§ **Directions**: Rewrite the rows from the line with "task: provide the mask of each instance of the window" to the line with "[[[188,156],[188,146],[185,145],[184,146],[184,157],[187,157]]]", changing "window frame" to "window sash" and leaving everything else the same.

____ Input

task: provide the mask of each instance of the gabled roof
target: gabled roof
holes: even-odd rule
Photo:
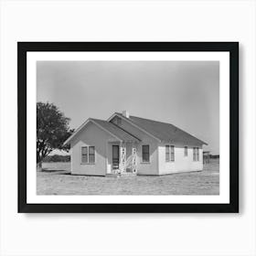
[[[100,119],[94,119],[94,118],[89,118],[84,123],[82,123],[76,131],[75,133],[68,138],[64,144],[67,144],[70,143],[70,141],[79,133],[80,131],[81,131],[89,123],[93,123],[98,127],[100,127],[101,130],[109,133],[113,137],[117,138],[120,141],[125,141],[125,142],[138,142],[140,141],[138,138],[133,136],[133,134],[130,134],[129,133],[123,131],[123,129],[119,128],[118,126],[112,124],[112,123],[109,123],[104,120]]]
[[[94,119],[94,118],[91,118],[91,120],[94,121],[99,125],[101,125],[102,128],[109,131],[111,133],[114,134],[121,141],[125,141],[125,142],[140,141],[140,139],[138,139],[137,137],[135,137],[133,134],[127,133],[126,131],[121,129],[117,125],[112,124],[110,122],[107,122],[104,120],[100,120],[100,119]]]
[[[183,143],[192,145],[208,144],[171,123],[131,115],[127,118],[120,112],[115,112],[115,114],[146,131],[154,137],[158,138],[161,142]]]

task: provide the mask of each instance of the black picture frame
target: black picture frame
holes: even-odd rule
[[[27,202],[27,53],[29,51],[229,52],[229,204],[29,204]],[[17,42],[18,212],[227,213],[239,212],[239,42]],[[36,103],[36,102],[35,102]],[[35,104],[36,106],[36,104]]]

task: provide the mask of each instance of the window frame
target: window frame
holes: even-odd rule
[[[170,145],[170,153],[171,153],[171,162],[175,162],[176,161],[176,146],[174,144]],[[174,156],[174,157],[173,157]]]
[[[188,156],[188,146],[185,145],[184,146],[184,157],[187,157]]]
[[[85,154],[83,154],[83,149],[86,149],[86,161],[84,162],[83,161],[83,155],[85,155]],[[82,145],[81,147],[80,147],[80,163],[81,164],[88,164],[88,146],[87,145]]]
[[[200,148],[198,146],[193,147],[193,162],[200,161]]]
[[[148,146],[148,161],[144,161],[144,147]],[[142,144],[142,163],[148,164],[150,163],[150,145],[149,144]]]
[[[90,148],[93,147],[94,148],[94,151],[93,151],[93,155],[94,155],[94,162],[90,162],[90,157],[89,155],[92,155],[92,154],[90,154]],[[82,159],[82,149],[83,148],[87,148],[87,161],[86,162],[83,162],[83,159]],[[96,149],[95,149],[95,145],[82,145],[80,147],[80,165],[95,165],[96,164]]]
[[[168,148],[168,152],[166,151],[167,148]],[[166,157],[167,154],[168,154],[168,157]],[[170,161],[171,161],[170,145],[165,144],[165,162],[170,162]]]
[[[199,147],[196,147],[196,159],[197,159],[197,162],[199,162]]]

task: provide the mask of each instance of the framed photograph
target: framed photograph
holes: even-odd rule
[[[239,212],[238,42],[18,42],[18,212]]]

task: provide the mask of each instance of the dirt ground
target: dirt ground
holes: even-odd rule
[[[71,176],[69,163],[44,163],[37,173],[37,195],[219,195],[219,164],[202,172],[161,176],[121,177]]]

________
____ Input

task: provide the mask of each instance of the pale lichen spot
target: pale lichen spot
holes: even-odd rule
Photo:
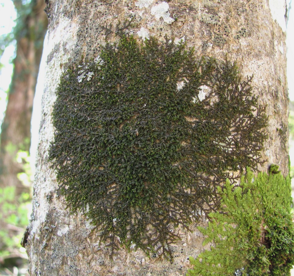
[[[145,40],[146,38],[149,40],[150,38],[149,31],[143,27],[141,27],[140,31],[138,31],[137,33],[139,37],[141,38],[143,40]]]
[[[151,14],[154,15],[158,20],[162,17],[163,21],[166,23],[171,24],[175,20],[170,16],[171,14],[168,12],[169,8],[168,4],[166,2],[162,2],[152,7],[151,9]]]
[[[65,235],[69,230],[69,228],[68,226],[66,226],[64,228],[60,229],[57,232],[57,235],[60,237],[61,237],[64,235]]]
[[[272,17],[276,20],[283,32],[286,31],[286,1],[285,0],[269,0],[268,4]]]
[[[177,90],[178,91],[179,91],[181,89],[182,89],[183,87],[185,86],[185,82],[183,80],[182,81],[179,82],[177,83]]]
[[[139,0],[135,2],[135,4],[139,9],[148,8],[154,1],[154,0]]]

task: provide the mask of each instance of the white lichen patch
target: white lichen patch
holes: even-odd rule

________

§ **Output for this task**:
task: provide the mask of each instance of the window sash
target: window sash
holes: even-odd rule
[[[170,145],[170,153],[171,153],[171,162],[175,162],[176,161],[176,146],[174,144]],[[174,156],[174,157],[173,157]]]
[[[188,156],[188,146],[185,145],[184,146],[184,157],[187,157]]]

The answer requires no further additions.